Gather every line of the records below that contains the string "plastic", matching case exactly.

### Excerpts from point annotation data
◇ ◇ ◇ ◇ ◇ ◇ ◇

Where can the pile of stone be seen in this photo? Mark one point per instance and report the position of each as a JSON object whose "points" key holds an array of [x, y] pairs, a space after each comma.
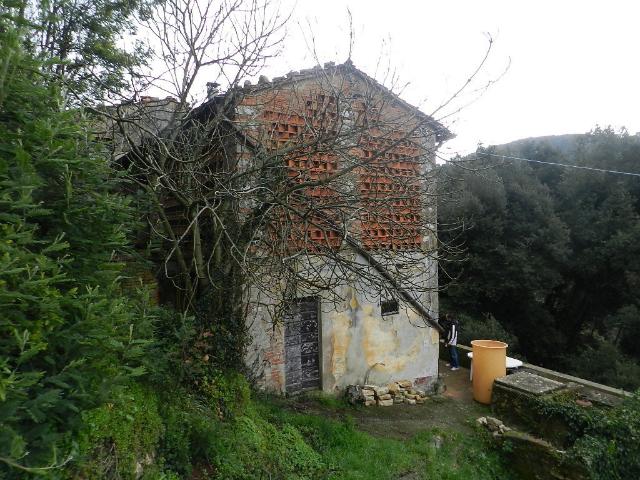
{"points": [[394, 393], [493, 425]]}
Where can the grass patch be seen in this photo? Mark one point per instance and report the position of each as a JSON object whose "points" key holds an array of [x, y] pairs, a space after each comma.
{"points": [[349, 454]]}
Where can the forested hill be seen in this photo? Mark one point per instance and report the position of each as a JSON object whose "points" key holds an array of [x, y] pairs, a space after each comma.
{"points": [[546, 256]]}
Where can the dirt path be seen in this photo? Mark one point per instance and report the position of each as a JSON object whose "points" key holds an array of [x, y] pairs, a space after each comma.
{"points": [[455, 410]]}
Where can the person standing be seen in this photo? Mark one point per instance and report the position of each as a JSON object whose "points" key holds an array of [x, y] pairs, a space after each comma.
{"points": [[451, 340]]}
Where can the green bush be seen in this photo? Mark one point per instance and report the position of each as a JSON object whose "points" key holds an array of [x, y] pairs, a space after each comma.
{"points": [[611, 446], [118, 436], [251, 447], [67, 334]]}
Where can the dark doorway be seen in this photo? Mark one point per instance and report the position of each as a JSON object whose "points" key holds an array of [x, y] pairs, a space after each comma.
{"points": [[302, 345]]}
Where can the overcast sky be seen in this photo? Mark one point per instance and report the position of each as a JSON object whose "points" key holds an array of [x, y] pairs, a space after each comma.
{"points": [[571, 64]]}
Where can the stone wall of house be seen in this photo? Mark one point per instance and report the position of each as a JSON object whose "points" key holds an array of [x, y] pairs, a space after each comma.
{"points": [[357, 344]]}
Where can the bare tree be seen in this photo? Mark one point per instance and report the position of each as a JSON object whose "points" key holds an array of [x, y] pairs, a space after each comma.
{"points": [[299, 184]]}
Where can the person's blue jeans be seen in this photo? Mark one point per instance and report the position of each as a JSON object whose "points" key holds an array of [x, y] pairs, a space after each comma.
{"points": [[453, 353]]}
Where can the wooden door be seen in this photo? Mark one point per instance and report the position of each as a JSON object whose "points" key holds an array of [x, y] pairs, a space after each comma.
{"points": [[302, 345]]}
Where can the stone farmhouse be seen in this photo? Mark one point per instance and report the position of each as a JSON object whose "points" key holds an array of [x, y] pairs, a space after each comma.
{"points": [[364, 217], [369, 335]]}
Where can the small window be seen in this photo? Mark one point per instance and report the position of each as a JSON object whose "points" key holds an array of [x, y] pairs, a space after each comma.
{"points": [[389, 307]]}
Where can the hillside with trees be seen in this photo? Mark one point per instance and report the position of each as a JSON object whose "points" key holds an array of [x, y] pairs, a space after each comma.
{"points": [[550, 254]]}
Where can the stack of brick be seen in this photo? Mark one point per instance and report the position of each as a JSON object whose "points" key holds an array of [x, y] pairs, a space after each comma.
{"points": [[395, 393]]}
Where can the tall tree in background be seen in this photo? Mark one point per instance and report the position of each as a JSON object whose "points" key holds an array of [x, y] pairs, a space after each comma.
{"points": [[559, 268], [88, 45]]}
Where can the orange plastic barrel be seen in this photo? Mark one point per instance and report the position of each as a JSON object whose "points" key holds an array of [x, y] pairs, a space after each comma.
{"points": [[489, 363]]}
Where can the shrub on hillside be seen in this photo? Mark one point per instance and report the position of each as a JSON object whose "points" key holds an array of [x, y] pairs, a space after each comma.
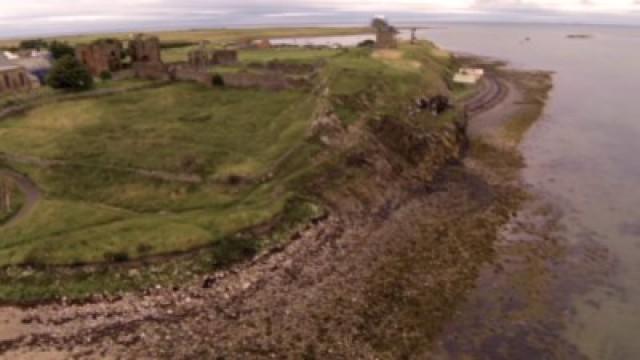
{"points": [[69, 74], [33, 44], [105, 76]]}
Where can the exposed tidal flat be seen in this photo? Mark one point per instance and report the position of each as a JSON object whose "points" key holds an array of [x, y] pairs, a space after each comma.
{"points": [[434, 247], [580, 161]]}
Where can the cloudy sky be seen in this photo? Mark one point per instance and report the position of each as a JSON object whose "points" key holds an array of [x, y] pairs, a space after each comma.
{"points": [[36, 17]]}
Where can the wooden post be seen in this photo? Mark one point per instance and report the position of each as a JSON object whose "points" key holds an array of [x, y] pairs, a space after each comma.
{"points": [[3, 190], [5, 194]]}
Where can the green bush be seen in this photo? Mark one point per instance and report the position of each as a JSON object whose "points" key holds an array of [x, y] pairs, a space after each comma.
{"points": [[33, 44], [69, 74], [217, 80], [105, 76], [116, 256], [233, 249]]}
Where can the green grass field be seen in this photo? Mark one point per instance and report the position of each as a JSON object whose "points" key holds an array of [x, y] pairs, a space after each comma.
{"points": [[245, 153], [213, 35]]}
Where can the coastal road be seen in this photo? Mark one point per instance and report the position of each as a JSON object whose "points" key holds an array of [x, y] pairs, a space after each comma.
{"points": [[493, 92], [29, 189]]}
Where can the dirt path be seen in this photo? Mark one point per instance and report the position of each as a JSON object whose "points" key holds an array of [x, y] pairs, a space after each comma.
{"points": [[29, 189]]}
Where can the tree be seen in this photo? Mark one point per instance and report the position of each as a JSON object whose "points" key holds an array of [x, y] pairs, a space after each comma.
{"points": [[60, 49], [69, 74]]}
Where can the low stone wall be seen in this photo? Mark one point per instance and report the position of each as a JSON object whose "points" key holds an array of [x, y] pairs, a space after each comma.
{"points": [[151, 71], [267, 81], [123, 75], [187, 73], [285, 68]]}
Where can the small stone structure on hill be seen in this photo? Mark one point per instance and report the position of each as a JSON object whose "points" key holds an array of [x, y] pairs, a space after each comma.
{"points": [[101, 56], [385, 34], [202, 58], [146, 59]]}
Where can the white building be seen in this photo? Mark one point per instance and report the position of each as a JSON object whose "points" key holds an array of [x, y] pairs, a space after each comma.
{"points": [[469, 76]]}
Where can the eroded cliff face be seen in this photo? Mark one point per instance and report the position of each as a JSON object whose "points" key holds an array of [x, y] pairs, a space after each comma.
{"points": [[378, 164]]}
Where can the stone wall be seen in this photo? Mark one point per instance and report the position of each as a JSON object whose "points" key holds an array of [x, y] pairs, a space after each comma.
{"points": [[224, 57], [151, 71], [101, 56], [14, 79], [145, 49], [188, 73], [266, 81]]}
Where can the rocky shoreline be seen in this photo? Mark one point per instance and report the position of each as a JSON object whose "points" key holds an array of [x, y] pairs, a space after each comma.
{"points": [[410, 264]]}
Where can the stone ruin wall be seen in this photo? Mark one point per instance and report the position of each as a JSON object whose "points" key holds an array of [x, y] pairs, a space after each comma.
{"points": [[101, 56]]}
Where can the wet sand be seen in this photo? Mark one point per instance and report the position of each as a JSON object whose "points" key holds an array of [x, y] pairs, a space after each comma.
{"points": [[383, 285]]}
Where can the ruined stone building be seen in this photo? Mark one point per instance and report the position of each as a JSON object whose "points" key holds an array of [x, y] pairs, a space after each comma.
{"points": [[202, 58], [385, 34], [145, 49], [14, 79], [101, 56], [146, 59]]}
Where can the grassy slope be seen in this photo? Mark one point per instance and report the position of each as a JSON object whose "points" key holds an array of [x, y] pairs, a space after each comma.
{"points": [[17, 200], [216, 35], [178, 128], [93, 212]]}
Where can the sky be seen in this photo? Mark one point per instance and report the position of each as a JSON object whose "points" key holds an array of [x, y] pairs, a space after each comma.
{"points": [[52, 17]]}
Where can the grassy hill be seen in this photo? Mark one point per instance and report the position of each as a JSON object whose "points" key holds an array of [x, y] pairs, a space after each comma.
{"points": [[179, 167]]}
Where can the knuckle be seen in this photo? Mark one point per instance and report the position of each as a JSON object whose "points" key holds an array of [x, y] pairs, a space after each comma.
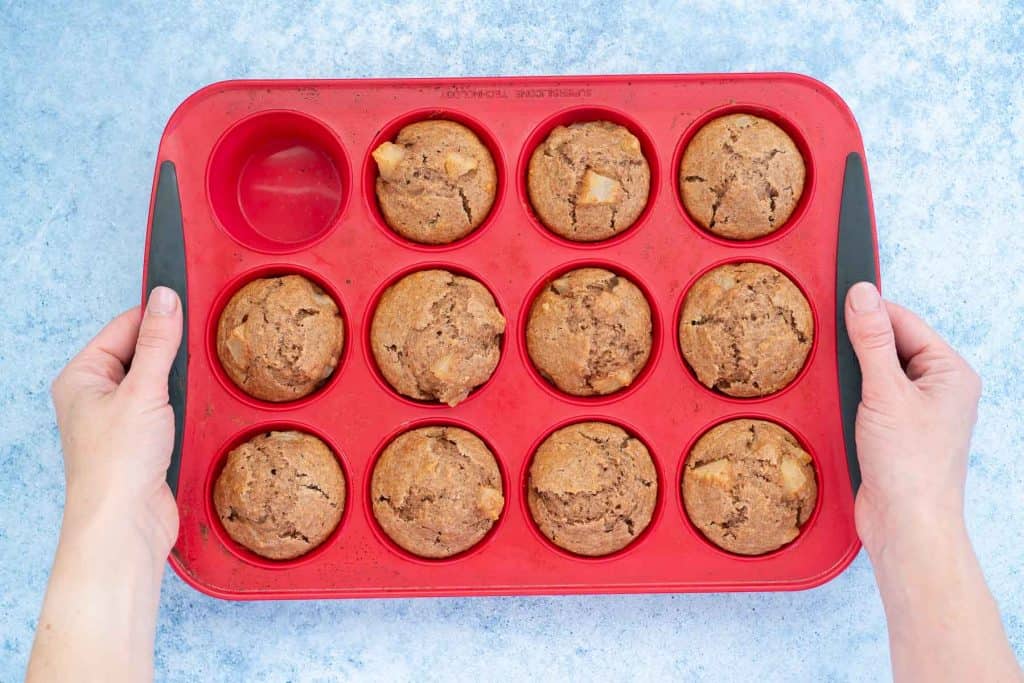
{"points": [[152, 339], [875, 336]]}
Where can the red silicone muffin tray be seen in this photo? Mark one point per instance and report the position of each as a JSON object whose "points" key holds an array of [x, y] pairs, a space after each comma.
{"points": [[257, 178]]}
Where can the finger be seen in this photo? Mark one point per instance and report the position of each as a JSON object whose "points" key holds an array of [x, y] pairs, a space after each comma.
{"points": [[913, 336], [159, 337], [922, 348], [102, 360], [873, 340]]}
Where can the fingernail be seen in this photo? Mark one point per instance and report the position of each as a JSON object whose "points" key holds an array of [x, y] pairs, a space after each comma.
{"points": [[864, 298], [163, 301]]}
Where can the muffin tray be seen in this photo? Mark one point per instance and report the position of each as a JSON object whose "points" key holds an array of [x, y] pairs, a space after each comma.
{"points": [[257, 178]]}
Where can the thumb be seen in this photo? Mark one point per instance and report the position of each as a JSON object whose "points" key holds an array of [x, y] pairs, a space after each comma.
{"points": [[157, 345], [872, 339]]}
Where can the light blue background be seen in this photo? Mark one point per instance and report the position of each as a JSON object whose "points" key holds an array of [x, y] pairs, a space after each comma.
{"points": [[86, 87]]}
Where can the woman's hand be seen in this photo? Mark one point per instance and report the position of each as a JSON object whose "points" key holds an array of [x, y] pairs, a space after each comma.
{"points": [[117, 429], [919, 404]]}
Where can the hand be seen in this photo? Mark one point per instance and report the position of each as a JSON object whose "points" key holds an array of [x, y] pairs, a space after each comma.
{"points": [[919, 403], [99, 616], [117, 428], [913, 424]]}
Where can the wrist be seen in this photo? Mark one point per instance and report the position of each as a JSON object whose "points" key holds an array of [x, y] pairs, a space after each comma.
{"points": [[111, 529], [919, 550]]}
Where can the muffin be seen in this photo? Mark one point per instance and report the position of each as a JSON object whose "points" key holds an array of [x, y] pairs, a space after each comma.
{"points": [[589, 332], [436, 491], [435, 182], [749, 486], [745, 330], [436, 336], [592, 488], [281, 494], [741, 176], [589, 181], [280, 338]]}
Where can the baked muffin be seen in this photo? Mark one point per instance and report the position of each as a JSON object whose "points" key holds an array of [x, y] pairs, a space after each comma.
{"points": [[281, 494], [741, 176], [436, 336], [589, 181], [436, 491], [749, 486], [436, 181], [745, 330], [589, 332], [592, 487], [280, 338]]}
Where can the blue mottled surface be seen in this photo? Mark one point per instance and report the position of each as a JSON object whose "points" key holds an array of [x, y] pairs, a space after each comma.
{"points": [[86, 87]]}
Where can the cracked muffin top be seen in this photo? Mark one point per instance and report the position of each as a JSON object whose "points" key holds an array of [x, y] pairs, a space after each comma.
{"points": [[436, 491], [436, 181], [589, 181], [749, 486], [745, 330], [280, 338], [281, 494], [589, 332], [436, 336], [592, 487], [741, 176]]}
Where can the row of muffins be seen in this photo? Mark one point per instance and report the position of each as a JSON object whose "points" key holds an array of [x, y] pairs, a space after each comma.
{"points": [[744, 329], [748, 486], [740, 177]]}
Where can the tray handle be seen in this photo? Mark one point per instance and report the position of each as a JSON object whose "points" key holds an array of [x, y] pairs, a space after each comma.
{"points": [[854, 262], [166, 266]]}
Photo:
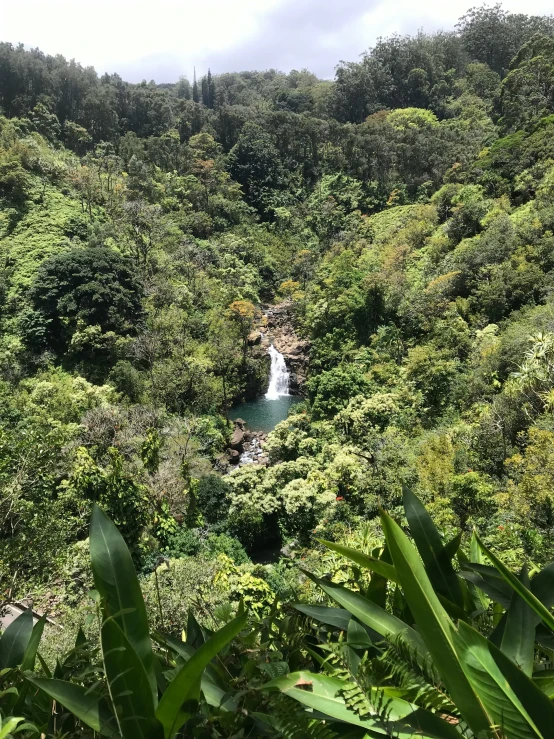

◇ ◇ ◇ ◇ ◇ ◇ ◇

### Task response
Where can the orange plastic barrel be seen in this photo? Mark one point per instance and report the position of each as a JSON object whose "points" key holds an array of [x, y] pairs, a space after each comma.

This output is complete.